## [Material provided]
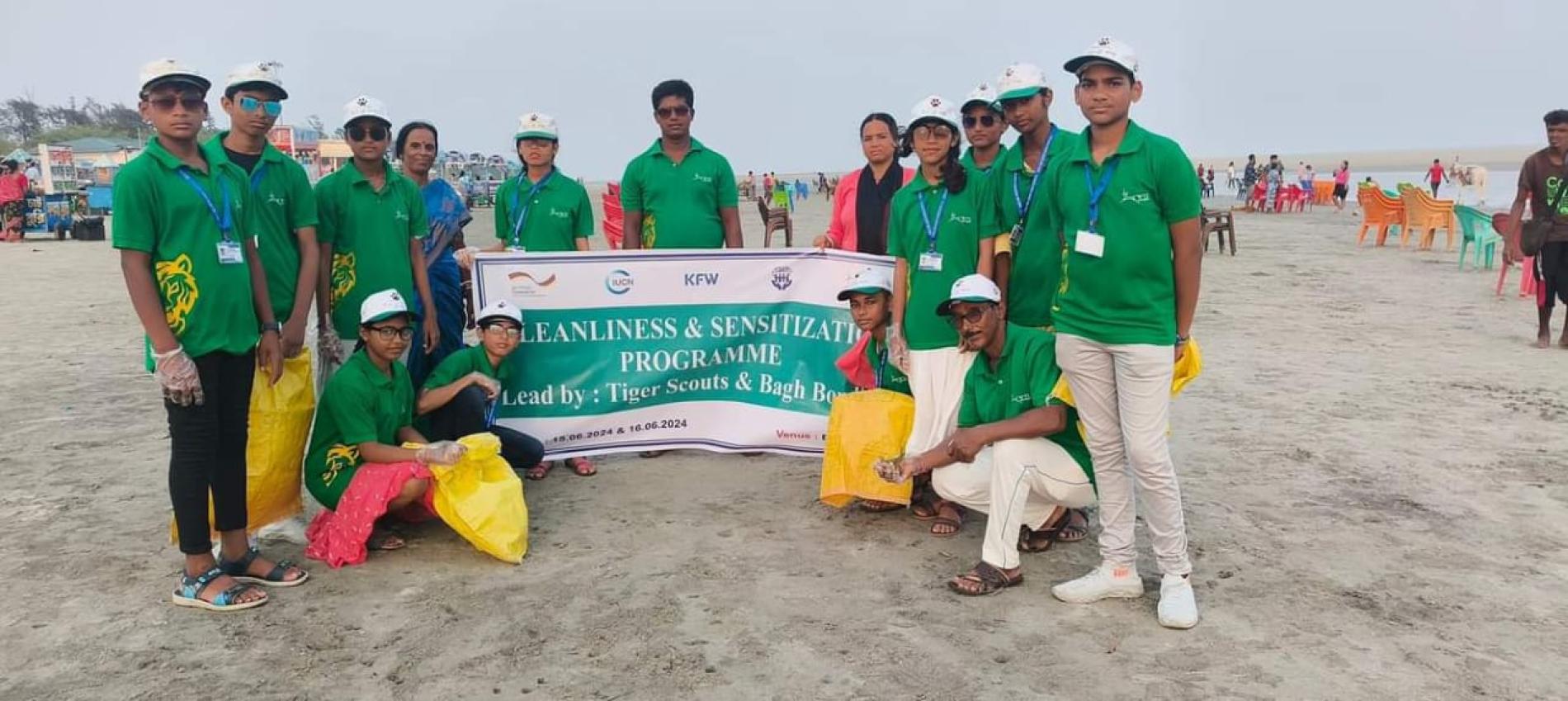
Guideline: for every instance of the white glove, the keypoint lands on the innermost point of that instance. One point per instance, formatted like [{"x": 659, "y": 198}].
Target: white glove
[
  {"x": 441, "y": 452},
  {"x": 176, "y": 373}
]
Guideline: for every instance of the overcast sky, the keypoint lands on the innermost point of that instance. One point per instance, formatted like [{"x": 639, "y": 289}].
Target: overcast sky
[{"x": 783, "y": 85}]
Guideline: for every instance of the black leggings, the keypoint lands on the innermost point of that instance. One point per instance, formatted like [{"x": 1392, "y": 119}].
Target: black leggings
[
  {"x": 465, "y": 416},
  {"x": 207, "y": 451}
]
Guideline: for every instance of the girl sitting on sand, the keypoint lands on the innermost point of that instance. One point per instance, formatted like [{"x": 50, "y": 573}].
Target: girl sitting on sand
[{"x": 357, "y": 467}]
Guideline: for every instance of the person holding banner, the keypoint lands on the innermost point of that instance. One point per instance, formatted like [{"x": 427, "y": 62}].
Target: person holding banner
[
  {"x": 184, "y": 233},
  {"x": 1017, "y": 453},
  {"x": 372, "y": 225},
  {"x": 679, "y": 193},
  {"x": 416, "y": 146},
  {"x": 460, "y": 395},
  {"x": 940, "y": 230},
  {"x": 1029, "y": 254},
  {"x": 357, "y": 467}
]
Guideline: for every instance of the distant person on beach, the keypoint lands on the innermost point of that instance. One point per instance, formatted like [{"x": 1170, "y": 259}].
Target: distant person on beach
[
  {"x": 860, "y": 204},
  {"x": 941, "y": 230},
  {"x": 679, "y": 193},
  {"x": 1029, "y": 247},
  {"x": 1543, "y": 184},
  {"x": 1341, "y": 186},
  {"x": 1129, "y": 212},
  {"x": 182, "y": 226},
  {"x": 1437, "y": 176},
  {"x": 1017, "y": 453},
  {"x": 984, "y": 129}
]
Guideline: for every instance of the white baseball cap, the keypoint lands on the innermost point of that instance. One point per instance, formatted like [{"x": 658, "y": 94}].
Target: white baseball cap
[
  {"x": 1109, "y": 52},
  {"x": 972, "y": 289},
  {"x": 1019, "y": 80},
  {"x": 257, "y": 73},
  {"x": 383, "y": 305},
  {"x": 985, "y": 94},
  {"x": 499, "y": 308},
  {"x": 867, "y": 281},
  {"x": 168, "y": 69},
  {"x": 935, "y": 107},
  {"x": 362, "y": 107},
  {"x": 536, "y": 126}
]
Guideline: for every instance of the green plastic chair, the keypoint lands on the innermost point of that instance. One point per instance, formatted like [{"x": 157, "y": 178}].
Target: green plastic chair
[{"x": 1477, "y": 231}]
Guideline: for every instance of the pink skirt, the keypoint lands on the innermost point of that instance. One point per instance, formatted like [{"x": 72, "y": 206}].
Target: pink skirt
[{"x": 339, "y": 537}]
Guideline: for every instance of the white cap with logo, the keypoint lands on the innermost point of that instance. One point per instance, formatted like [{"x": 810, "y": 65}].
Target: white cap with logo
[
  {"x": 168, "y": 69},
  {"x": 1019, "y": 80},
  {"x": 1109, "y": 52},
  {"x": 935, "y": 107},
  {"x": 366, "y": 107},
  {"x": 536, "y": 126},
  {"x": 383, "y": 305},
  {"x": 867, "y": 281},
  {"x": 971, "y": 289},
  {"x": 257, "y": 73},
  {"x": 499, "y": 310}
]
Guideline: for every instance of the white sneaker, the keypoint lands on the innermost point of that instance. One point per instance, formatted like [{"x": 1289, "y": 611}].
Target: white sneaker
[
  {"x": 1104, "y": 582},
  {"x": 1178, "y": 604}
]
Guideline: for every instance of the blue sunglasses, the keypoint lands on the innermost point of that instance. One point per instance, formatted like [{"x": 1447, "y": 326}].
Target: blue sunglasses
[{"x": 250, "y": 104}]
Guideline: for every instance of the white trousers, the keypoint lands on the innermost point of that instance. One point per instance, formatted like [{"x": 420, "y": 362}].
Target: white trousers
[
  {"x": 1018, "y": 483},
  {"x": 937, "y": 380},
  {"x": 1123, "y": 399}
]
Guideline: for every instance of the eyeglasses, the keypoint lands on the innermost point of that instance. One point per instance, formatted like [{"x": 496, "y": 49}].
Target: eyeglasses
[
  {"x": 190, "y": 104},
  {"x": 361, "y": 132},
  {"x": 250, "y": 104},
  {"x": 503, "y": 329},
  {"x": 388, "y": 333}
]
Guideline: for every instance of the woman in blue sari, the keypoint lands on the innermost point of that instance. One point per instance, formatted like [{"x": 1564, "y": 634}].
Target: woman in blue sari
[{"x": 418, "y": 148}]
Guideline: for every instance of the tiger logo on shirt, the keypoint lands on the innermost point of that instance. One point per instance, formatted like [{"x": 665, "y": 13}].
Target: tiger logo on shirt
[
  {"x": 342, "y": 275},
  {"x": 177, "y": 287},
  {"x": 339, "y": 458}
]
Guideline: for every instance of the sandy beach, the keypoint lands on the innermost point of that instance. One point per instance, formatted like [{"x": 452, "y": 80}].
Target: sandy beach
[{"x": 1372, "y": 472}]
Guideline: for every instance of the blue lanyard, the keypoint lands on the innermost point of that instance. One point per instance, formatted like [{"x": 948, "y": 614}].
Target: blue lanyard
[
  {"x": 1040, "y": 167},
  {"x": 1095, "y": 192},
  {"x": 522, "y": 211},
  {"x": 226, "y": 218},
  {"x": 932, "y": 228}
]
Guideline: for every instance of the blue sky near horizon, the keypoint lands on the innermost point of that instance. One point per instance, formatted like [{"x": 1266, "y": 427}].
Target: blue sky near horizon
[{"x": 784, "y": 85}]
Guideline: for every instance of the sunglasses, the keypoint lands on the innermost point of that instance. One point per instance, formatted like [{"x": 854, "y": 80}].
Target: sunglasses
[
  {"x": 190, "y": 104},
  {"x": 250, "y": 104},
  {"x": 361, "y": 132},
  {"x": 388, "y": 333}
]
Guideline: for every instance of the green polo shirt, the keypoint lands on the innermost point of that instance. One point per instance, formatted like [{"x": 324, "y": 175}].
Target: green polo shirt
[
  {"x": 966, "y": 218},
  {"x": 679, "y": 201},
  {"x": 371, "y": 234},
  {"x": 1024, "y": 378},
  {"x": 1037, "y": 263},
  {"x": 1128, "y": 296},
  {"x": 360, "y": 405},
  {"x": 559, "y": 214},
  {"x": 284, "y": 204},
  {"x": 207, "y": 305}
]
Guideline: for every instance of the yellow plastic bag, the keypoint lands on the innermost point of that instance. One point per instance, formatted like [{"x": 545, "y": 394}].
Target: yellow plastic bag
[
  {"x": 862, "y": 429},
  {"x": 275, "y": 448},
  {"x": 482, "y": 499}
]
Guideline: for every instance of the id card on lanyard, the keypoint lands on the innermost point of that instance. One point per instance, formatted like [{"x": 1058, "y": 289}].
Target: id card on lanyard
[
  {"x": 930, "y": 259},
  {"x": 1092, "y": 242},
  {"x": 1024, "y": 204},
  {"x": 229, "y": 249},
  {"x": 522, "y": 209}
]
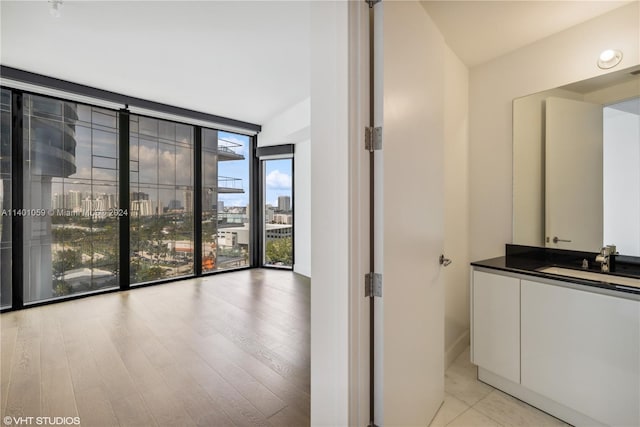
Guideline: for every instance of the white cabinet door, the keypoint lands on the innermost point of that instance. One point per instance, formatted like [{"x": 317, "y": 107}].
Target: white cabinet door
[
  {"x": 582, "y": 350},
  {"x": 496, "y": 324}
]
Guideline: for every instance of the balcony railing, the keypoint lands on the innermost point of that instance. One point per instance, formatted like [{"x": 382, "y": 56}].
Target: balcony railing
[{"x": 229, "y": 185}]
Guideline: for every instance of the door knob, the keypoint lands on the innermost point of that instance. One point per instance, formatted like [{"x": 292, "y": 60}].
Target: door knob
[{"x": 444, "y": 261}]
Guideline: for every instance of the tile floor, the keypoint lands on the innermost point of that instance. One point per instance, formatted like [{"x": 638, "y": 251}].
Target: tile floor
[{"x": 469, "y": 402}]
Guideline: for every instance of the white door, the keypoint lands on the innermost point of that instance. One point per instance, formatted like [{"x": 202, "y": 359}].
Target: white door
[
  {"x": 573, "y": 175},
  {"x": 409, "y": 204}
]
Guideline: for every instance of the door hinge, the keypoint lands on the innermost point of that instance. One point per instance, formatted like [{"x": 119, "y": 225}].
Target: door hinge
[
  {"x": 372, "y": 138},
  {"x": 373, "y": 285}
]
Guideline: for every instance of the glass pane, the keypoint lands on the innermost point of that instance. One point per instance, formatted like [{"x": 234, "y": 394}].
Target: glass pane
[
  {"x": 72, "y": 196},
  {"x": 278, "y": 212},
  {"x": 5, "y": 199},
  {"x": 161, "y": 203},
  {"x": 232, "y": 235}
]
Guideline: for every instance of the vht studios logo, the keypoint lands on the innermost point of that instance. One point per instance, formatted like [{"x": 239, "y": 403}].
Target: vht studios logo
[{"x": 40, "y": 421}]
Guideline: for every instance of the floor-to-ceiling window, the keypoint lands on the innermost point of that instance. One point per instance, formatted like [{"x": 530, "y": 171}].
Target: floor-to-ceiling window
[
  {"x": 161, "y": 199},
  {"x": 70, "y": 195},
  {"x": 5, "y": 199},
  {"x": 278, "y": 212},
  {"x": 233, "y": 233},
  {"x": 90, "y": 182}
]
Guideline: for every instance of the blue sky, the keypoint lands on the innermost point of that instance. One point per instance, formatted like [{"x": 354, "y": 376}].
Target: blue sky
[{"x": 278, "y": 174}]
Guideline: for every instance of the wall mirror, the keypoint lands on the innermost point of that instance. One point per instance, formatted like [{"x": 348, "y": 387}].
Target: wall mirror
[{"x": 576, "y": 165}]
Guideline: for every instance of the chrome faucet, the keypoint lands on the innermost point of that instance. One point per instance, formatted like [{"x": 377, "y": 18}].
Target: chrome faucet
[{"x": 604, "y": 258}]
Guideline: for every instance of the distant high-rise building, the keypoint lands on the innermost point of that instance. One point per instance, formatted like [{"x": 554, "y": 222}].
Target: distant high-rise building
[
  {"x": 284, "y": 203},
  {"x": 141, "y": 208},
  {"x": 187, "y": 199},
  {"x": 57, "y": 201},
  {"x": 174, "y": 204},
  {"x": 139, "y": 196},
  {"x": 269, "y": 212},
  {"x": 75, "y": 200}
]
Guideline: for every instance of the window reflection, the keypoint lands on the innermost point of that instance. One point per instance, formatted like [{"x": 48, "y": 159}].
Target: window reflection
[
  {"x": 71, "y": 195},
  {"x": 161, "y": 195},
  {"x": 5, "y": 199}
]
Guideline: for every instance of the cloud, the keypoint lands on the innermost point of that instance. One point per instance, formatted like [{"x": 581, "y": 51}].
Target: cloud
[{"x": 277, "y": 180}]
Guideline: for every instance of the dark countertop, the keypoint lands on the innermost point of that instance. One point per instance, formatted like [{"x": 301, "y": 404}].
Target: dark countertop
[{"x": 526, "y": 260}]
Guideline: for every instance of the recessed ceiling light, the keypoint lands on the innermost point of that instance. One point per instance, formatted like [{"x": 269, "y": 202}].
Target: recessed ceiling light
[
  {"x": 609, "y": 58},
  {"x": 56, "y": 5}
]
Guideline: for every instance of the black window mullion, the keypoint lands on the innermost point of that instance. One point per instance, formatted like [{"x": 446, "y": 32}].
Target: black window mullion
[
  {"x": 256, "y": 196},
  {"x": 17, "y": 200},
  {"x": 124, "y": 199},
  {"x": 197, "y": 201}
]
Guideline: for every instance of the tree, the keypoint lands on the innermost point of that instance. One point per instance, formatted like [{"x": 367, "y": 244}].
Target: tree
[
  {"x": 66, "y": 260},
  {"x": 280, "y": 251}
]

## [What to work on]
Write out only the lines that run from the line containing "Target: distant high-rise building" through the line containing "Guideline: for every instance of the window", both included, exactly as they appear above.

## [Written answer]
Target: distant high-rise building
[
  {"x": 284, "y": 203},
  {"x": 141, "y": 208},
  {"x": 187, "y": 199},
  {"x": 57, "y": 201},
  {"x": 174, "y": 204},
  {"x": 139, "y": 196},
  {"x": 269, "y": 212},
  {"x": 75, "y": 200}
]
Guideline: for every instance of the window reflection, the keypoint lands on the innermost point of that instance. One point per instance, formatted like [{"x": 48, "y": 159}].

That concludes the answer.